━━━ Given text ━━━
You are viewing a plain text version of this content. The canonical link for it is here.
Posted to user@pig.apache.org by Prabhu Dhakshina Murthy <pr...@yahoo-inc.com> on 2011/07/04 05:00:51 UTC

Few PIG questions

I have few questions on running the pig script/ map-reduce jobs.

1. I know that pig creates *logical, physical and then execution plans*
before it really starts executing the map/reduce job; I am able to look
at the logical/physical plans using the command *explain <alias_name>*;
But how do I view the execution plan (which I suppose list the different
map/reduce tasks planned)? In the course of pig execution, I see that
many jobs (map/reduce pair) are created. Want to understand what each of
these jobs solve.

2. Is there any definitive guide which I can use to understand the plans
created because what is spat is difficult to understand.

3. I am able to change the number of map jobs by changing the number of
input file blocks. Do I have control over the number of reduce jobs as
well? How do I set the number of reducers?

4. What is the default heap memory size in mapper/reducer nodes? Which
job parameters reflect these? Will I be able to change the heap memory
by -Xmx 1024m option? My jobs used to fail when I set the heap memory in
this way - May be there are some restrictions on what values can be
supplied?

Thanks much!

Re: Few PIG questions

Posted by Dmitriy Ryaboy <dv...@gmail.com>.
In addition:

" In the course of pig execution, I see that
many jobs (map/reduce pair) are created. Want to understand what each of
these jobs solve."

For each MR job, there is a property in its xml config called
"pig.alias" that tells you which of the relations in your pig script
are involved in this particular job.

D

On Sun, Jul 3, 2011 at 9:11 PM, Daniel Dai <da...@hortonworks.com> wrote:
> On Sun, Jul 3, 2011 at 10:00 PM, Prabhu Dhakshina Murthy <
> prabhudm@yahoo-inc.com> wrote:
>
>> I have few questions on running the pig script/ map-reduce jobs.
━━━ Data rows ━━━
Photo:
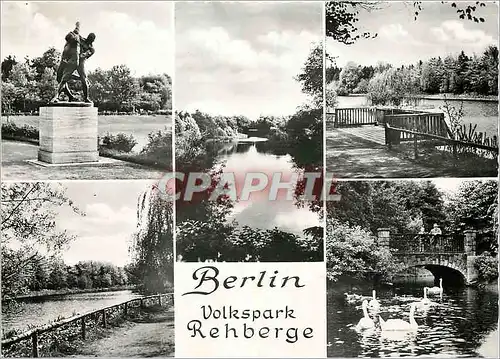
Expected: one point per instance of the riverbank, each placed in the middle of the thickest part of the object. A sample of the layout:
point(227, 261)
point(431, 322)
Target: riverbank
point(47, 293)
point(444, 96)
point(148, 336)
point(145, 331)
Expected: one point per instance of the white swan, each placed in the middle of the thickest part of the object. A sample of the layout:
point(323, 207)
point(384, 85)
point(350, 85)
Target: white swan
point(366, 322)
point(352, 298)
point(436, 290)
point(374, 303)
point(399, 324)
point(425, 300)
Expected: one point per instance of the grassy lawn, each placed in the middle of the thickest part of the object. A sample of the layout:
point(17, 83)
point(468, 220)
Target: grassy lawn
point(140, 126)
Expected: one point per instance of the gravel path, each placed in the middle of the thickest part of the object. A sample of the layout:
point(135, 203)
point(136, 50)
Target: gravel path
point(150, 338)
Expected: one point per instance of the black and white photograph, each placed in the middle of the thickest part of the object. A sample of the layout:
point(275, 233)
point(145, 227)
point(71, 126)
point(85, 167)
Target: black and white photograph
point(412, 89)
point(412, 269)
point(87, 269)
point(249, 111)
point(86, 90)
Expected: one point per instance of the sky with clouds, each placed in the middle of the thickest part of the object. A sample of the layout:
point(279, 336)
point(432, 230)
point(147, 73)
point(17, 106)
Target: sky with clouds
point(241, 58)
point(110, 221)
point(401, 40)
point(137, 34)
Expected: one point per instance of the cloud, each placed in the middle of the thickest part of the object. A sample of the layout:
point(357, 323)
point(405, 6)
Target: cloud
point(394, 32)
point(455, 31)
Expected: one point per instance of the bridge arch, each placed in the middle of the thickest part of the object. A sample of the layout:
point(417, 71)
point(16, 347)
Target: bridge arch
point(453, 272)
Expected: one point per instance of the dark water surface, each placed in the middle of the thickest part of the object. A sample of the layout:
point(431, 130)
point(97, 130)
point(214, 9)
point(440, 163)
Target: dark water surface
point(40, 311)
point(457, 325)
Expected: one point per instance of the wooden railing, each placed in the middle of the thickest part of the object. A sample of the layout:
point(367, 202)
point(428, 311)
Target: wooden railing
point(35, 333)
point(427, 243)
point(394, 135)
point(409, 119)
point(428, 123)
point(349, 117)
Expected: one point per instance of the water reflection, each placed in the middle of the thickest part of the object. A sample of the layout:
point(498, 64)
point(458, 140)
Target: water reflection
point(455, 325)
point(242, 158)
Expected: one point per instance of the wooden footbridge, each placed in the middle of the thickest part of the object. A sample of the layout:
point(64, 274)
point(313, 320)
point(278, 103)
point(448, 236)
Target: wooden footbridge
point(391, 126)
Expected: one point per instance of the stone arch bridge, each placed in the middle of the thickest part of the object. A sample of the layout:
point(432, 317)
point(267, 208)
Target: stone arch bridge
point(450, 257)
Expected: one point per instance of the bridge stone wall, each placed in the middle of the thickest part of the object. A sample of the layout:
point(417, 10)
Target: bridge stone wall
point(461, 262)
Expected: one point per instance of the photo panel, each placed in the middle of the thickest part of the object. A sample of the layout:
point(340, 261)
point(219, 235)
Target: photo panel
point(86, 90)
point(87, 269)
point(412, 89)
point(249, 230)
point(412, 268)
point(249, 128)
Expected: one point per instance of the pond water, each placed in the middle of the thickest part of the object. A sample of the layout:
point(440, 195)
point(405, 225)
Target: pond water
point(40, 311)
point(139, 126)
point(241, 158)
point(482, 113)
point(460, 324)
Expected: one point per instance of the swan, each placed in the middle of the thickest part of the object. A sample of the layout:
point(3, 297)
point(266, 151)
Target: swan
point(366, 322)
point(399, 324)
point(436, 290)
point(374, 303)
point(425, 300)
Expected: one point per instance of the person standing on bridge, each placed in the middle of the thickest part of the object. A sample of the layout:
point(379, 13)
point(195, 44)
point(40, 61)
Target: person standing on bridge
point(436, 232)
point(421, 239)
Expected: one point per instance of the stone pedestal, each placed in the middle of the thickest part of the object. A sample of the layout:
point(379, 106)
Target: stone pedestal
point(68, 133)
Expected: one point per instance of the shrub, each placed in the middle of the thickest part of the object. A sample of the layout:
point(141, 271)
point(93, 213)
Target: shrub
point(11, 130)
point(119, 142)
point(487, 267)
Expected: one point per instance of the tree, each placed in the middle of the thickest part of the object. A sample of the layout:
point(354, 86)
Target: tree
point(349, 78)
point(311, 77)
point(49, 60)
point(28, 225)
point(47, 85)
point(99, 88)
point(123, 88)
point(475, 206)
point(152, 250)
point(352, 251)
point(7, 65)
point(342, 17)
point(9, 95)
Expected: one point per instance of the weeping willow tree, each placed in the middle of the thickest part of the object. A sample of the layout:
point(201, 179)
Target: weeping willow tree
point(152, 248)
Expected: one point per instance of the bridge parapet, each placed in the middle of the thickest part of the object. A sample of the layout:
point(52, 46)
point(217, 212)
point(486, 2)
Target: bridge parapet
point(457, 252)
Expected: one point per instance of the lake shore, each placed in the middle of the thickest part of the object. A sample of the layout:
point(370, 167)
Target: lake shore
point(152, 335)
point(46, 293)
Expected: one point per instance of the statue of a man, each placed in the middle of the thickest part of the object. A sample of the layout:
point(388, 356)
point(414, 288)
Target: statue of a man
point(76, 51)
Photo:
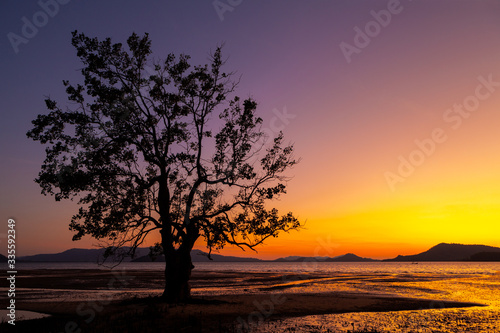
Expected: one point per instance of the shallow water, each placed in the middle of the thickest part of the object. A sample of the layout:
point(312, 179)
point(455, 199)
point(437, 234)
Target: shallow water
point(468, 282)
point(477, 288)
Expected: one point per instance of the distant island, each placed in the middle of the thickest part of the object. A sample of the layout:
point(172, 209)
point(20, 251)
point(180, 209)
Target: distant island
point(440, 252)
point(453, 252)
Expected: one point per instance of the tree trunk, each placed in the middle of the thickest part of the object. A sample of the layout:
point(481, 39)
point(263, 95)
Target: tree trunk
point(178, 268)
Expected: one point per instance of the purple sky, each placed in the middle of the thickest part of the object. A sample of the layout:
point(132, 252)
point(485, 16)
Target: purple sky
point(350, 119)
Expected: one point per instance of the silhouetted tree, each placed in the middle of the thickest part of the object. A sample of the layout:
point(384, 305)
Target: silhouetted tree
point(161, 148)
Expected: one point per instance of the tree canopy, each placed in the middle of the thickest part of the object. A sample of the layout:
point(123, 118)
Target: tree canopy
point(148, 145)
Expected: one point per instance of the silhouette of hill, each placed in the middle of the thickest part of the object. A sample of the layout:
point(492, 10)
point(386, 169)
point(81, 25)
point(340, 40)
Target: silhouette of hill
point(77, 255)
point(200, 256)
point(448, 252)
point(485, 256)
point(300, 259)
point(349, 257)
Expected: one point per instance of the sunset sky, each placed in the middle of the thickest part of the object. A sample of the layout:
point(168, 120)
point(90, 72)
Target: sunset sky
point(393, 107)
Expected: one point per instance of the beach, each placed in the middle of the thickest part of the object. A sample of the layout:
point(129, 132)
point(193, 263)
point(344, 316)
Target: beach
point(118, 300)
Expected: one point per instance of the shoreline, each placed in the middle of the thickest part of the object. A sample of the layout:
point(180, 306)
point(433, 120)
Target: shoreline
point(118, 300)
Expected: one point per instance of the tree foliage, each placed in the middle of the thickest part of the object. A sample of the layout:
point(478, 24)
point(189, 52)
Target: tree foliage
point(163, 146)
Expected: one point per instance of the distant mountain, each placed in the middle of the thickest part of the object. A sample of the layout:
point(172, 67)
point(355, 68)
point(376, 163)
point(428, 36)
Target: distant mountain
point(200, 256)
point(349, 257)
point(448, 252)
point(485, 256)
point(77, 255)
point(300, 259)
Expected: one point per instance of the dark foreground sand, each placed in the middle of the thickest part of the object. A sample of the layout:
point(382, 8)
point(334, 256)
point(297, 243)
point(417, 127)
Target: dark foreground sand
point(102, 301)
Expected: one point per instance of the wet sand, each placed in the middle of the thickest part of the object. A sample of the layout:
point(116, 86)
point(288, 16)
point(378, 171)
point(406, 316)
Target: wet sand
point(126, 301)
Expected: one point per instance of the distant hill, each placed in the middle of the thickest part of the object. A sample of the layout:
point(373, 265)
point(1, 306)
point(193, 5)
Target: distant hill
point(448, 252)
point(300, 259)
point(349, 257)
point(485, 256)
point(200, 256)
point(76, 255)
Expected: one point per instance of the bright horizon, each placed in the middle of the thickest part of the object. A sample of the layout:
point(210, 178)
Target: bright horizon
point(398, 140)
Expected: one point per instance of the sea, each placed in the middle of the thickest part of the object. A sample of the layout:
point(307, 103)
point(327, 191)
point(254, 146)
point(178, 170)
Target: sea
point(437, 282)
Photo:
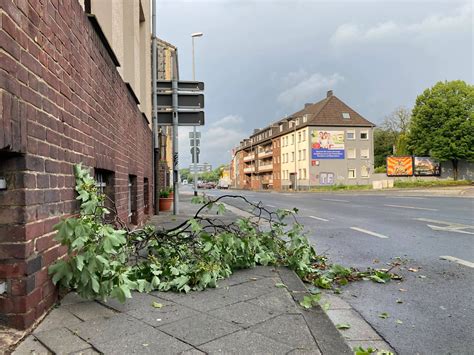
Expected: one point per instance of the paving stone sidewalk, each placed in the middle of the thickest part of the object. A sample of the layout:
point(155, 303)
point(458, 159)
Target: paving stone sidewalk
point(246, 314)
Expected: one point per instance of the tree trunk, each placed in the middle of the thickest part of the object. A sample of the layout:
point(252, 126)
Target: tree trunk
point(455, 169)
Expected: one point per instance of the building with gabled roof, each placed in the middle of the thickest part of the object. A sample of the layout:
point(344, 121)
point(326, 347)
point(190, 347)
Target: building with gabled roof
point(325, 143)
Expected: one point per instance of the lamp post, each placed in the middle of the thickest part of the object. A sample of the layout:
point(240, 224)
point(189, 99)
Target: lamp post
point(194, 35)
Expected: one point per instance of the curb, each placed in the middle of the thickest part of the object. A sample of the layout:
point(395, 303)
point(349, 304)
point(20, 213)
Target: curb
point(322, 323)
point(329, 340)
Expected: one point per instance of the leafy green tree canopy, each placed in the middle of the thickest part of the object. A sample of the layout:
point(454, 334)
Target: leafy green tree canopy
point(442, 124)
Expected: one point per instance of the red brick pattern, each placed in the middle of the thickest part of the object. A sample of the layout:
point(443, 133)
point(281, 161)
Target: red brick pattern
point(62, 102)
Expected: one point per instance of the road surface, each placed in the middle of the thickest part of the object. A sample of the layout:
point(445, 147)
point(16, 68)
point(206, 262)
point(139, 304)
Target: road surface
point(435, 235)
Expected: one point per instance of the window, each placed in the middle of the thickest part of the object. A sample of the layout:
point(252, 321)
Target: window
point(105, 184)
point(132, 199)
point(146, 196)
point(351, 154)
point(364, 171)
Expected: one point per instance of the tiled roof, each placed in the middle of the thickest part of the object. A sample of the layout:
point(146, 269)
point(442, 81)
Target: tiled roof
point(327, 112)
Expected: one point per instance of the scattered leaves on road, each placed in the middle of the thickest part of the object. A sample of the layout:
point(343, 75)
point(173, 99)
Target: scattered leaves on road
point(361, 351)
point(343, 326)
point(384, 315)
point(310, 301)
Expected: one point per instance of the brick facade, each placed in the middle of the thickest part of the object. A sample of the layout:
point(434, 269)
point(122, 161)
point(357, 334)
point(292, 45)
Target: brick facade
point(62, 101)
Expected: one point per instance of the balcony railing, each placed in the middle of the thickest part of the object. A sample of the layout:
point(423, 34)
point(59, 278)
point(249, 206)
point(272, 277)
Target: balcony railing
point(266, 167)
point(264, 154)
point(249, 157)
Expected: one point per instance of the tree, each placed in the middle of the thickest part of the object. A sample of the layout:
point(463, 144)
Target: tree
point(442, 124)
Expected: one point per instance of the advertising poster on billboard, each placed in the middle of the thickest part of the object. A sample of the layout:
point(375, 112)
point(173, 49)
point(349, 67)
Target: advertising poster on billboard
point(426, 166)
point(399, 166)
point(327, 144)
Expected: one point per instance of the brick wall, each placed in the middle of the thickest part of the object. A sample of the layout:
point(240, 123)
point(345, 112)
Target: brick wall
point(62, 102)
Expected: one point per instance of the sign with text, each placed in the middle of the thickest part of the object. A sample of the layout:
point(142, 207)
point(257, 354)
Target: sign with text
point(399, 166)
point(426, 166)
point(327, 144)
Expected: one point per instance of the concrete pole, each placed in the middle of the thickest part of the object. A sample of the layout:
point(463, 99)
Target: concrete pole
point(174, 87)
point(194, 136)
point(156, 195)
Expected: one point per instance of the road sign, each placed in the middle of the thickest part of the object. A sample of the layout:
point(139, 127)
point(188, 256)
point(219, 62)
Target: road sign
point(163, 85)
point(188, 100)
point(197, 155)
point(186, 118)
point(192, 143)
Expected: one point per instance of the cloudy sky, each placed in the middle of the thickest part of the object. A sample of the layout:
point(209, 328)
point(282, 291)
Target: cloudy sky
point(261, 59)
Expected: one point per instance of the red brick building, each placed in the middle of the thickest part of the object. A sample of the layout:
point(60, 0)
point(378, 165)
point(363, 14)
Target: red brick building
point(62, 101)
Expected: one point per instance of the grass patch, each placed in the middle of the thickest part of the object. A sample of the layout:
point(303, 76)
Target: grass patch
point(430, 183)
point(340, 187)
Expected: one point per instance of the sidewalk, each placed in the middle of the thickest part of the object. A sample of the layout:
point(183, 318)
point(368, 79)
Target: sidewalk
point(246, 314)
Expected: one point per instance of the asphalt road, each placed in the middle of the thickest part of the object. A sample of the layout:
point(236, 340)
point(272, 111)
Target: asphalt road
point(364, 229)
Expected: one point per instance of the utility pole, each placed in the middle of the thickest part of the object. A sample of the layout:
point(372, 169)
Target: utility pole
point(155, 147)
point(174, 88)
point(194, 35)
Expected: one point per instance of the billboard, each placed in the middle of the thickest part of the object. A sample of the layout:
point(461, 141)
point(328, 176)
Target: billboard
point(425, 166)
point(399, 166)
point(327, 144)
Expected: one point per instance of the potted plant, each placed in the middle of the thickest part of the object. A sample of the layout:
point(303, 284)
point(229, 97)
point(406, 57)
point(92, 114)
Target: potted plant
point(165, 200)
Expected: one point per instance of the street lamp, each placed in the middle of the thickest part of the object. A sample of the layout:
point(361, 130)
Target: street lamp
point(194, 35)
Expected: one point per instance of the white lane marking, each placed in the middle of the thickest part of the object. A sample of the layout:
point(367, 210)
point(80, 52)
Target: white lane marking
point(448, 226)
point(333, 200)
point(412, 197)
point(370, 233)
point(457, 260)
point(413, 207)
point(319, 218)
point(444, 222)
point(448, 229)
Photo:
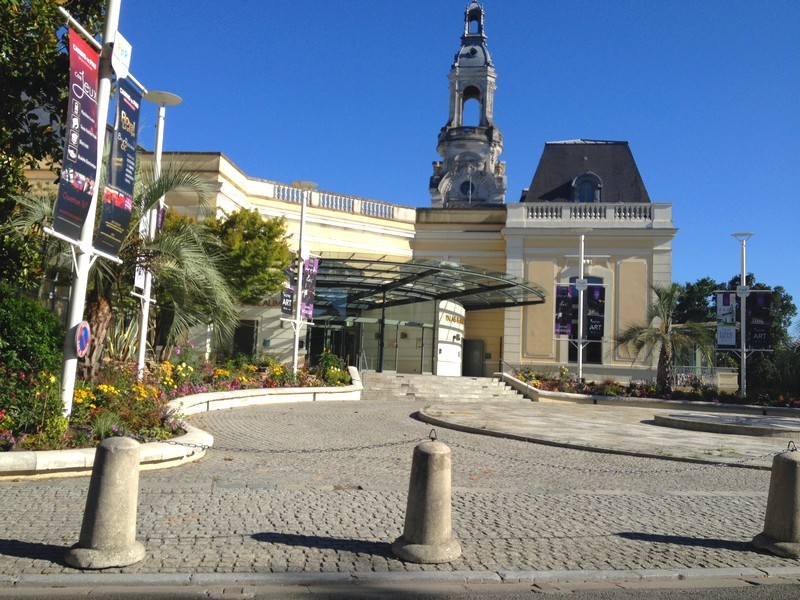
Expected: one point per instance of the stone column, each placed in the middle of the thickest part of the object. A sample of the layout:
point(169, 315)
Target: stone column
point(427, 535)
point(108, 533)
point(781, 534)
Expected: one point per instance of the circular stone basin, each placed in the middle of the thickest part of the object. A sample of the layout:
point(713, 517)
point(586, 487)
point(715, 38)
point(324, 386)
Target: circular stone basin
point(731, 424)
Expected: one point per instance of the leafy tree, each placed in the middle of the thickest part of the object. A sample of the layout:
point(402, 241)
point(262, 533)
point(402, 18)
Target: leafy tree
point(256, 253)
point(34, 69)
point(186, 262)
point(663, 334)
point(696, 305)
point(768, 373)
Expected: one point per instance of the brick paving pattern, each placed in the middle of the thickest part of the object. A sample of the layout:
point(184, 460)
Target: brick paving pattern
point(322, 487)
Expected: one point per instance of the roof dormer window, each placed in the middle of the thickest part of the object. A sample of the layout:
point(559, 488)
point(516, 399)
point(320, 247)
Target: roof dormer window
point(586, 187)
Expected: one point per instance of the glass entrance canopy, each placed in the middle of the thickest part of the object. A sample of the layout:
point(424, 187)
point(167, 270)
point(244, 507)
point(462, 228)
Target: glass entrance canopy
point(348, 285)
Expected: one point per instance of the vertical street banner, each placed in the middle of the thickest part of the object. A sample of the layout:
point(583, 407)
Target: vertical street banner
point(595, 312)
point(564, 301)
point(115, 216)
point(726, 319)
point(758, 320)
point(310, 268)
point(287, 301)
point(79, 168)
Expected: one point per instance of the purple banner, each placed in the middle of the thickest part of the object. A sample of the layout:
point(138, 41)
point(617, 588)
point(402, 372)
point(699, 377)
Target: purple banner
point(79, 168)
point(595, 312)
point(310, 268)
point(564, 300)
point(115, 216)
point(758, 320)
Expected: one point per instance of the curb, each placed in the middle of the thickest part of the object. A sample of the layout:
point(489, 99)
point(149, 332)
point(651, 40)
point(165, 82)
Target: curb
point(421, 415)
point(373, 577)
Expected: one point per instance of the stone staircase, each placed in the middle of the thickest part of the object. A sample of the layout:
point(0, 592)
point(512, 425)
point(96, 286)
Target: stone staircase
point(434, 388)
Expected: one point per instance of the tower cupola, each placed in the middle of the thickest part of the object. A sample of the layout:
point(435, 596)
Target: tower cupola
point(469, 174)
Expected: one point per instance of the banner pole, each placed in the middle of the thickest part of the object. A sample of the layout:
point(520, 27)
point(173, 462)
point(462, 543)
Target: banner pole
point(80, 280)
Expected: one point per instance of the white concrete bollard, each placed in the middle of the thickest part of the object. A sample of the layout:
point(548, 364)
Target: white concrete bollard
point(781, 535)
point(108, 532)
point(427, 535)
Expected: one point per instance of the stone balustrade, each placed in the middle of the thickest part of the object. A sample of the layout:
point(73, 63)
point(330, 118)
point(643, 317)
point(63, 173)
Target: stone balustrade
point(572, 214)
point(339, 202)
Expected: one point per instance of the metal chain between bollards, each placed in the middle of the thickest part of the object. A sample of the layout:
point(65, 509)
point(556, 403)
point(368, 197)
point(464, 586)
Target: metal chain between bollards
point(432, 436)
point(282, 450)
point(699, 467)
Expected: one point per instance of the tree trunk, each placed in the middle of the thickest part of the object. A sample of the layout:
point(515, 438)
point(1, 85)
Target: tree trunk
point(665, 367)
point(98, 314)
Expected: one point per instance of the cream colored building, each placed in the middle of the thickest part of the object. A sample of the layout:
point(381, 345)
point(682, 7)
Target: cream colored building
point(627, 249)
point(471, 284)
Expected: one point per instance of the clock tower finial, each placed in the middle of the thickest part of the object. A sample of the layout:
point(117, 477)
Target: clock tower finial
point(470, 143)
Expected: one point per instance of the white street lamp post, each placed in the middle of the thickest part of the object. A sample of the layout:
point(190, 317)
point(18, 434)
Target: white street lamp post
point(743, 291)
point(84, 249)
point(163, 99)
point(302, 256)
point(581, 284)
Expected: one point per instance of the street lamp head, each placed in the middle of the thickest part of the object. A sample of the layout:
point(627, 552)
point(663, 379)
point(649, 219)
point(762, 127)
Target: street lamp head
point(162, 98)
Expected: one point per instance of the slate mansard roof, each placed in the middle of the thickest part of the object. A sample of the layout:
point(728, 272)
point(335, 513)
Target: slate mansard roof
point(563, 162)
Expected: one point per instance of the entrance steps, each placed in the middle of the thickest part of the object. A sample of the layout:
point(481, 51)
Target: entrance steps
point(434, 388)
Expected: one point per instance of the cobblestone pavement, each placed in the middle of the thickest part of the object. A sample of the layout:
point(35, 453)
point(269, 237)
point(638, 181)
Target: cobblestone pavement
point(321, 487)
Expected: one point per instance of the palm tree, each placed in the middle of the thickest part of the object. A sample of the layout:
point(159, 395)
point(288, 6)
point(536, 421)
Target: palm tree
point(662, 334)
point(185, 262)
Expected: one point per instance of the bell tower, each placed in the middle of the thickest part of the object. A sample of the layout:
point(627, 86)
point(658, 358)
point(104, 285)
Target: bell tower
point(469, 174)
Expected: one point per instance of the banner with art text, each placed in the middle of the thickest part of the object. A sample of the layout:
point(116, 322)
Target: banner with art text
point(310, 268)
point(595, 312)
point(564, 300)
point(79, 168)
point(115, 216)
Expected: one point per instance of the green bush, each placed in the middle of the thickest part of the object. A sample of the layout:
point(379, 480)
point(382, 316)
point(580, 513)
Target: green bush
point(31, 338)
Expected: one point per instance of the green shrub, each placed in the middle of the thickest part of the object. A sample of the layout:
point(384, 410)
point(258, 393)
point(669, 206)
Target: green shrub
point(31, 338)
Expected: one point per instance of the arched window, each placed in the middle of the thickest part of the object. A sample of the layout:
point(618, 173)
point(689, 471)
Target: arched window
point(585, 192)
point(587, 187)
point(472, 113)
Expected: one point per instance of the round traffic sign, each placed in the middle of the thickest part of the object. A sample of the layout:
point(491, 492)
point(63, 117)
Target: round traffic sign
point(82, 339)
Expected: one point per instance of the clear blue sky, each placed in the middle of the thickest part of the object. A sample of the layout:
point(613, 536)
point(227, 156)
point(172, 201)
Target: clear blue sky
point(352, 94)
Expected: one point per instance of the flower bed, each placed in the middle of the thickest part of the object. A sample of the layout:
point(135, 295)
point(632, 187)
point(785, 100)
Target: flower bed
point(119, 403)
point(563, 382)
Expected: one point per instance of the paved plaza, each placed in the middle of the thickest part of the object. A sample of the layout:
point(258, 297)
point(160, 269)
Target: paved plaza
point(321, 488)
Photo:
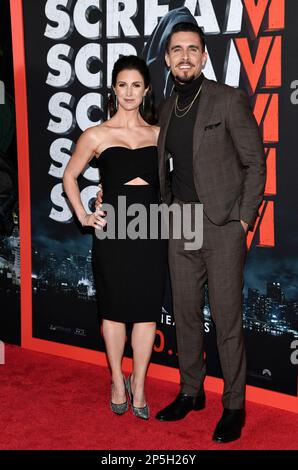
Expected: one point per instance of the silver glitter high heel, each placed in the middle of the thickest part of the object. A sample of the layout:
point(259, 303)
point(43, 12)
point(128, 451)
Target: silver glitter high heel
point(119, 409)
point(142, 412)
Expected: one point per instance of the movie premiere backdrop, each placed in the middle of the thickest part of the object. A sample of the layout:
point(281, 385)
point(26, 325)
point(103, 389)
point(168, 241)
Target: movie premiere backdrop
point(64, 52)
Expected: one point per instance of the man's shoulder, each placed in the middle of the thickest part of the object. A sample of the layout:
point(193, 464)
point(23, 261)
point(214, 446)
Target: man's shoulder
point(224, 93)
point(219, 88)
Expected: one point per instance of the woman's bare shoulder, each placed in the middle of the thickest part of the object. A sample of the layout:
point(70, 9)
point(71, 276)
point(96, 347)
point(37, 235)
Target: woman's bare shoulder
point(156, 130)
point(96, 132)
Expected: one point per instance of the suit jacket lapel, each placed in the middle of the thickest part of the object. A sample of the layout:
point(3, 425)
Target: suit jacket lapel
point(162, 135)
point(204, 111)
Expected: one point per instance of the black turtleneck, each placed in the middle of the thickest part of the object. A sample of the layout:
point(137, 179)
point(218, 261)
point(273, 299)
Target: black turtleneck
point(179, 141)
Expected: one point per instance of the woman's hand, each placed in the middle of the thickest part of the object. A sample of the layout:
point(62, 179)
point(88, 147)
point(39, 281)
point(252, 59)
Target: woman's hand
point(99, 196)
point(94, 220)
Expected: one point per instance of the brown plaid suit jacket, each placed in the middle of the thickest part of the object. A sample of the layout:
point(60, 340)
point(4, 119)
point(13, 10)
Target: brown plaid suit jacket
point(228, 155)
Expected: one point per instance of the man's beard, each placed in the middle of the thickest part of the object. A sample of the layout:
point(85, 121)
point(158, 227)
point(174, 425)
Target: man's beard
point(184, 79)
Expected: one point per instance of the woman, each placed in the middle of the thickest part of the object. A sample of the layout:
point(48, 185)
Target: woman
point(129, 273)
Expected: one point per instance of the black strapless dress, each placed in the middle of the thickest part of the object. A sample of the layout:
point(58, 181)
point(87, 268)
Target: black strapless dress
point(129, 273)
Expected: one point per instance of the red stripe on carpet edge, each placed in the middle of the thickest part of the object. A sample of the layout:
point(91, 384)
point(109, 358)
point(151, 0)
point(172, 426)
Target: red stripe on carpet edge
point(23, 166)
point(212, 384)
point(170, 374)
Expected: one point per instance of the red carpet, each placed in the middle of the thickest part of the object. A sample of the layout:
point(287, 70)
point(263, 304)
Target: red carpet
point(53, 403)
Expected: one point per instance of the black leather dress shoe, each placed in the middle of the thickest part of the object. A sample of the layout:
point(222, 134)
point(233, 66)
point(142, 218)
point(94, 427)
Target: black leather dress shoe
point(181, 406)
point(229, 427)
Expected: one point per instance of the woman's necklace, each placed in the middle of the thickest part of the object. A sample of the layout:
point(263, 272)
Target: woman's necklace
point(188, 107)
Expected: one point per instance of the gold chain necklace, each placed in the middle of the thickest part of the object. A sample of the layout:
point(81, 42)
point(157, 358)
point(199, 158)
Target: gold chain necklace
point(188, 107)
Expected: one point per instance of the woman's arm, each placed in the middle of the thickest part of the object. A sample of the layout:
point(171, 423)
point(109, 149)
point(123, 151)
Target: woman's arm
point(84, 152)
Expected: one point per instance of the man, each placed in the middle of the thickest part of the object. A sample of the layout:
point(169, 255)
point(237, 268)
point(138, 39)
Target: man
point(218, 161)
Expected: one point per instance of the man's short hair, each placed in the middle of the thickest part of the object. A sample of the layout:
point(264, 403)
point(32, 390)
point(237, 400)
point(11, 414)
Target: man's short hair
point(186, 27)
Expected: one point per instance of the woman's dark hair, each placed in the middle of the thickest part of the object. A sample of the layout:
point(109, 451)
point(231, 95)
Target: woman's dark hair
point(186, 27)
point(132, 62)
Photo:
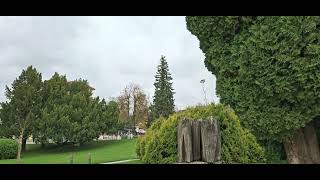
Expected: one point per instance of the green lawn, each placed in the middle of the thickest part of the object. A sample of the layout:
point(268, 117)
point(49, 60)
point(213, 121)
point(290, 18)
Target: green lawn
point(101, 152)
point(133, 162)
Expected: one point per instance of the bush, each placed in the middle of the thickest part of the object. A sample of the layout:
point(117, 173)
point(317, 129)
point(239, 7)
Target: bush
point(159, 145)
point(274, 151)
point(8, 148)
━━━
• _Set exercise_
Reproduce word for word the passage of the Pig mailing-list thread between "3. I am able" and "Thanks much!", inclusive.

• _Output_
3. I am able to change the number of map jobs by changing the number of
input file blocks. Do I have control over the number of reduce jobs as
well? How do I set the number of reducers?

4. What is the default heap memory size in mapper/reducer nodes? Which
job parameters reflect these? Will I be able to change the heap memory
by -Xmx 1024m option? My jobs used to fail when I set the heap memory in
this way - May be there are some restrictions on what values can be
supplied?

Thanks much!